# [Problem set]
1. In the post about the super-cooled fluid, at which university did the physicists create the fluid?
2. In the post about the super-cooled fluid, write out the passage that starts with "Ok. So this" and stops after "is this stuff?", substituting "liquid" for "fluid".
3. Keep writing the post about the super-cooled fluid from its last line onward.

[start of Page text]

Ok. So this isn’t really a picture of the fluid that physicists at Washington State University have created, I think it is a cool illustration.
About that fluid. What they have discovered is that it has negative reaction. Basically what that means is that when a force is applied to this fluid it moves in the opposite direction.
WHAT??
I know. It blew my mind, too. I don’t even know how that works. I am hoping to get to the point were I can wrap my head around that.
F = MA
Force equals mass times acceleration. At least that is what has been observed is our universe up to this point in time. So what is this stuff?
Using some really cool methods they super cooled some stuff to just above absolute zero. Not the freezing point of water. No no. We are talking about minus 459.67 degrees Fahrenheit. (-459.67°F) At this temperature the stuff becomes a super fluid and acts stranger than the other strange stuff you’ve heard of.
F=-MA
So when you push it one way, it moves in the opposite direction of the force.
NO WAY!
Yes way.

[end of Page text]
[start of Entries supplied]

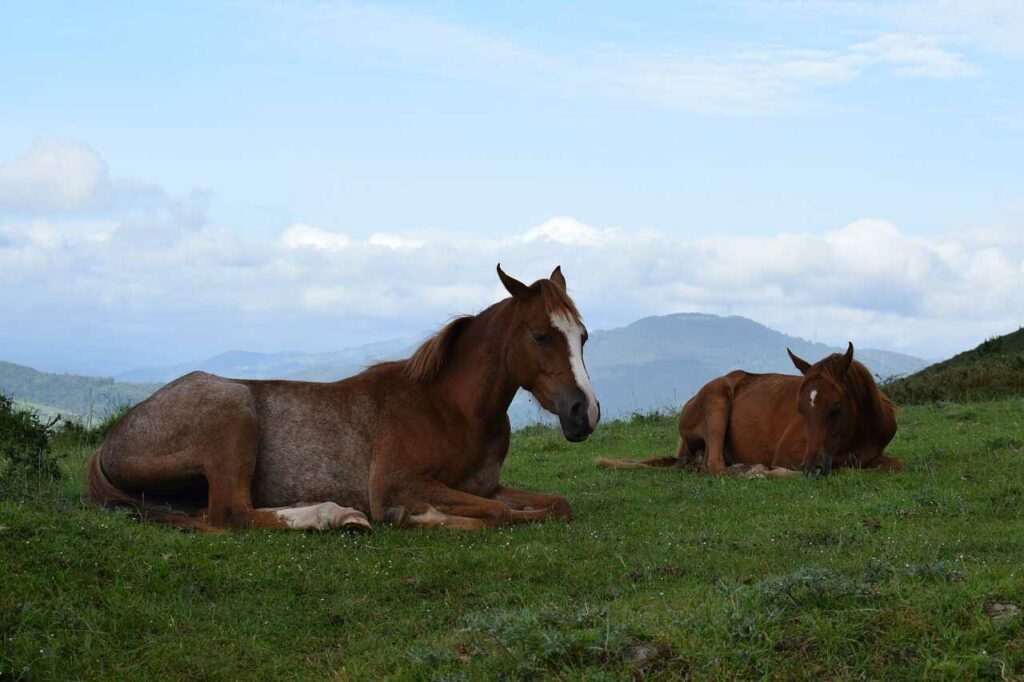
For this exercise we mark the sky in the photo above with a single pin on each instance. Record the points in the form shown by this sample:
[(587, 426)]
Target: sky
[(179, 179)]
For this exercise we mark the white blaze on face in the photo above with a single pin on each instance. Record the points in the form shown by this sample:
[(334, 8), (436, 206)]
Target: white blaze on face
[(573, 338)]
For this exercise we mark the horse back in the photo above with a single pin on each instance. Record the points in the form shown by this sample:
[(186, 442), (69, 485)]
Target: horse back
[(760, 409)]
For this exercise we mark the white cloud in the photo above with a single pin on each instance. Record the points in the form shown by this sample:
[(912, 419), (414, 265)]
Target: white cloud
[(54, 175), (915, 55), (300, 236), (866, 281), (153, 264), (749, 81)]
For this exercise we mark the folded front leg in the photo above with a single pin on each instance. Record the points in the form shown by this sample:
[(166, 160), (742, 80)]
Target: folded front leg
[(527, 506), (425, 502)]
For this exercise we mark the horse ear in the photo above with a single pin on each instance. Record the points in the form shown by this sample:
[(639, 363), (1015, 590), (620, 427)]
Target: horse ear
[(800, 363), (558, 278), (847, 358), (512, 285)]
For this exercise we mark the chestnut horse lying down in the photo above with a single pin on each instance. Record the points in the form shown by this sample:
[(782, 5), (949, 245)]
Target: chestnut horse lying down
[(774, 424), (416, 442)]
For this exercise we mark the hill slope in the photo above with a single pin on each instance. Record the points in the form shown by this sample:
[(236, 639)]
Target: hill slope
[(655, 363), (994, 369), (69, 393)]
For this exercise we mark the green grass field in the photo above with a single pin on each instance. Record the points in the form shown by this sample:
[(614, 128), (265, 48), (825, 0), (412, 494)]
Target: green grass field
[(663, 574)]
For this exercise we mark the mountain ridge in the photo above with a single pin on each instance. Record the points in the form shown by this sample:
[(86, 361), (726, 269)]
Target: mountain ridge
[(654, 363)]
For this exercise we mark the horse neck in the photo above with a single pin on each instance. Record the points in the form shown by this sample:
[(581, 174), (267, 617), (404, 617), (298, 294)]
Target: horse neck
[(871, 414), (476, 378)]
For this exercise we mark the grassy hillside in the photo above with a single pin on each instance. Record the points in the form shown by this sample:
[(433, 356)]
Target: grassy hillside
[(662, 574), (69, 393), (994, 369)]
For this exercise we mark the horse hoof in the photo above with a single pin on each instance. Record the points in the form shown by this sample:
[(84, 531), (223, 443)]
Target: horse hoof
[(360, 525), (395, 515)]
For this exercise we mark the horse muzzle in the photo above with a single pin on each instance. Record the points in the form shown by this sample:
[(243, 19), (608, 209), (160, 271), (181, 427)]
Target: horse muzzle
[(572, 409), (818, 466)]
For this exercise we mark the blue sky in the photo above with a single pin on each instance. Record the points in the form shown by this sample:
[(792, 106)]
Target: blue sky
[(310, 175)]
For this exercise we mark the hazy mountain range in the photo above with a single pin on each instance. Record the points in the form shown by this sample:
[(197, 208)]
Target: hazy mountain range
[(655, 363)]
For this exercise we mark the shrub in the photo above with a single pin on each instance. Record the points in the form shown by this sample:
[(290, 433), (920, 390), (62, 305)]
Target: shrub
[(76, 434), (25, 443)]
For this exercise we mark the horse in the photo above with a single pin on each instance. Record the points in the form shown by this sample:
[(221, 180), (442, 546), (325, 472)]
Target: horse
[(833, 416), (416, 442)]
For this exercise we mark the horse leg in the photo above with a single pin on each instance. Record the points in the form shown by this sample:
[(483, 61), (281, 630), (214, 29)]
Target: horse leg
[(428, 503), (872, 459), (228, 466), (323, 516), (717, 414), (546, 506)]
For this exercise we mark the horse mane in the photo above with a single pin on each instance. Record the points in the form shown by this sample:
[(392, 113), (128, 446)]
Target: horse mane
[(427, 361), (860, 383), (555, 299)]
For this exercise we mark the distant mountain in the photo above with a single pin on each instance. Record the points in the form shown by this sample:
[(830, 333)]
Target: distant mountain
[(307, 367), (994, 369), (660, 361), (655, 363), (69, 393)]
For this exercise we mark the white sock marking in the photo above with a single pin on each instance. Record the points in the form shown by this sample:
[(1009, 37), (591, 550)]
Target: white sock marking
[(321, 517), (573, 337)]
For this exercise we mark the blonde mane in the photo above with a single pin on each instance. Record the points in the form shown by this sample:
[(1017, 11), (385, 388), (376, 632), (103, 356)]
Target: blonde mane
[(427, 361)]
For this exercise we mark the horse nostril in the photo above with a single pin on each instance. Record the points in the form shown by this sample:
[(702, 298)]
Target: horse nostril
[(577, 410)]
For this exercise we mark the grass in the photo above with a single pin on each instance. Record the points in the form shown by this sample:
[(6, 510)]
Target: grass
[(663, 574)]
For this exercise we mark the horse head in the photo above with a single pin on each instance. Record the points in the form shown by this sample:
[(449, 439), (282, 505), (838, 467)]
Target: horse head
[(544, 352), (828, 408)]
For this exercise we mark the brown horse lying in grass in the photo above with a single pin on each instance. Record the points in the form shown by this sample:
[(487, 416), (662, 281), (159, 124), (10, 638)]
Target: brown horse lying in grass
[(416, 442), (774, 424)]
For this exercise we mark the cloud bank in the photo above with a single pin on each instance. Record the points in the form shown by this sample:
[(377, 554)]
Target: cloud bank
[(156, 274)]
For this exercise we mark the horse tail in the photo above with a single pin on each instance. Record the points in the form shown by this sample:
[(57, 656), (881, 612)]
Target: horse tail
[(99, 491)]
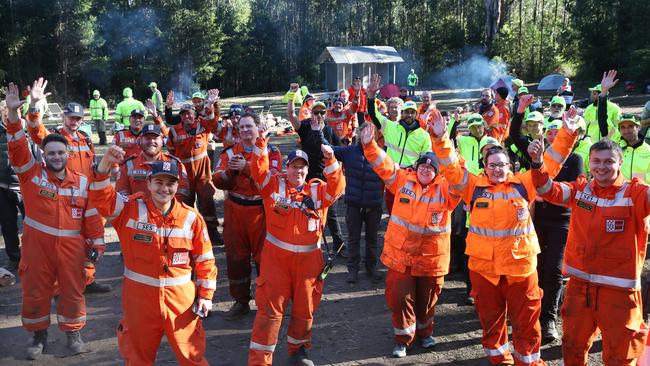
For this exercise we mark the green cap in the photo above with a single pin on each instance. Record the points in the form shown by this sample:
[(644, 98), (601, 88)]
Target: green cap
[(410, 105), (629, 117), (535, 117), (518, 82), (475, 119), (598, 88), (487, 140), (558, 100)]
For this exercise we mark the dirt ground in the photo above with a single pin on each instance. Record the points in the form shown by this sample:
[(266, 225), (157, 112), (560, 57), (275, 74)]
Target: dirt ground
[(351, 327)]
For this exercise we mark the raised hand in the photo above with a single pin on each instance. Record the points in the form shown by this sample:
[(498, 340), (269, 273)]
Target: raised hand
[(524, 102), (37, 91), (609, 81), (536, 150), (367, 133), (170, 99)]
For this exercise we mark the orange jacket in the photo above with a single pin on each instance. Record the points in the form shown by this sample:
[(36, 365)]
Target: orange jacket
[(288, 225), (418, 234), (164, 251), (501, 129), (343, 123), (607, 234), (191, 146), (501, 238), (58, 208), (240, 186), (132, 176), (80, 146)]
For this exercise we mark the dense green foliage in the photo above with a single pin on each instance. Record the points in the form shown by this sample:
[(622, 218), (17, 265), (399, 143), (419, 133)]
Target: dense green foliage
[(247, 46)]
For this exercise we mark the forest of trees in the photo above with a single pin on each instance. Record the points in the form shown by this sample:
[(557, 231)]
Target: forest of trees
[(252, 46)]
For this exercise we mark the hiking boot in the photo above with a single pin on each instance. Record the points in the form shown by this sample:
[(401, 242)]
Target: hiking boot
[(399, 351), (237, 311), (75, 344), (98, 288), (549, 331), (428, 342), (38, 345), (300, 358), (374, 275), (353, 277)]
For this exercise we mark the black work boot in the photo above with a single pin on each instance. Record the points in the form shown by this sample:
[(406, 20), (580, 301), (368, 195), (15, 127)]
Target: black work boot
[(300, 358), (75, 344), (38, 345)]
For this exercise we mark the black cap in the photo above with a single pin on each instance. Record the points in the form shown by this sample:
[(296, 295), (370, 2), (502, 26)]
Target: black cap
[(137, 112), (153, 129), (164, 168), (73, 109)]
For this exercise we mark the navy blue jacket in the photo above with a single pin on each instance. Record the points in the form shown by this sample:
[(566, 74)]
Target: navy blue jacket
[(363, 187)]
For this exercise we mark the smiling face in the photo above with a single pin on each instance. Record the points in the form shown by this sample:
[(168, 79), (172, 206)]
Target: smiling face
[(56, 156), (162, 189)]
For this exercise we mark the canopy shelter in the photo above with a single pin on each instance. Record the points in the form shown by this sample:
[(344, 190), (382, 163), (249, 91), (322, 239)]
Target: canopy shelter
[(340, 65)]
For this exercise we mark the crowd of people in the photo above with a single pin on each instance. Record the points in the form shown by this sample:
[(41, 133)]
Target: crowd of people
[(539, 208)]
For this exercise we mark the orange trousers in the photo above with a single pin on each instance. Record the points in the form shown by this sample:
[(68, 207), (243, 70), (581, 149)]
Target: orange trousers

[end of Entries supplied]

# [Outputs]
1. Washington State University.

2.
Ok. So this isn’t really a picture of the liquid that physicists at Washington State University have created, I think it is a cool illustration.
About that liquid. What they have discovered is that it has negative reaction. Basically what that means is that when a force is applied to this liquid it moves in the opposite direction.
WHAT??
I know. It blew my mind, too. I don’t even know how that works. I am hoping to get to the point were I can wrap my head around that.
F = MA
Force equals mass times acceleration. At least that is what has been observed is our universe up to this point in time. So what is this stuff?

3.
Abstract
A negative effective mass can be realized in quantum systems by engineering the dispersion relation. A powerful method is provided by spin-orbit coupling, which is currently at the center of intense research efforts. Here we measure an expanding spin-orbit coupled Bose-Einstein condensate whose dispersion features a region of negative effective mass. We observe a range of dynamical phenomena, including the breaking of parity and of Galilean covariance, dynamical instabilities, and self-trapping. The experimental findings are reproduced by a single-band Gross-Pitaevskii simulation, demonstrating that the emerging features—shock waves, soliton trains, self-trapping, etc.—originate from a modified dispersion. Our work also sheds new light on related phenomena in optical lattices, where the underlying periodic structure often complicates their interpretation.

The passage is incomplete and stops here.